*DIRECTIONS FOR THIS TASK*: The full set of records is to be reproduced verbatim.

*STORED DATA*:

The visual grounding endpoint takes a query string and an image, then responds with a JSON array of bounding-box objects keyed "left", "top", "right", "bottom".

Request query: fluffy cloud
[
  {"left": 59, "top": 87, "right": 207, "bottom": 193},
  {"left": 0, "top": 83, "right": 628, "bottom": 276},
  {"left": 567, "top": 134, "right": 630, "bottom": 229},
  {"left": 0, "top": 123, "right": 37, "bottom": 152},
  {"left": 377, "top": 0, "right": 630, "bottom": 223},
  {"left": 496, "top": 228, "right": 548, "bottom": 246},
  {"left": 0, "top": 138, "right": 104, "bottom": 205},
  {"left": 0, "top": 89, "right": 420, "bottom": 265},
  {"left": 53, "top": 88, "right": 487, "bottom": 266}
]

*TASK RESULT*:
The visual grounding endpoint takes a query string and an image, then responds with a JSON array of bounding-box objects keyed "left", "top", "right", "bottom".

Request query: fluffy cloud
[
  {"left": 59, "top": 87, "right": 207, "bottom": 193},
  {"left": 0, "top": 83, "right": 628, "bottom": 276},
  {"left": 567, "top": 134, "right": 630, "bottom": 229},
  {"left": 0, "top": 123, "right": 37, "bottom": 152},
  {"left": 377, "top": 0, "right": 630, "bottom": 223},
  {"left": 496, "top": 228, "right": 548, "bottom": 246},
  {"left": 0, "top": 138, "right": 104, "bottom": 205},
  {"left": 0, "top": 89, "right": 420, "bottom": 265},
  {"left": 53, "top": 88, "right": 487, "bottom": 266}
]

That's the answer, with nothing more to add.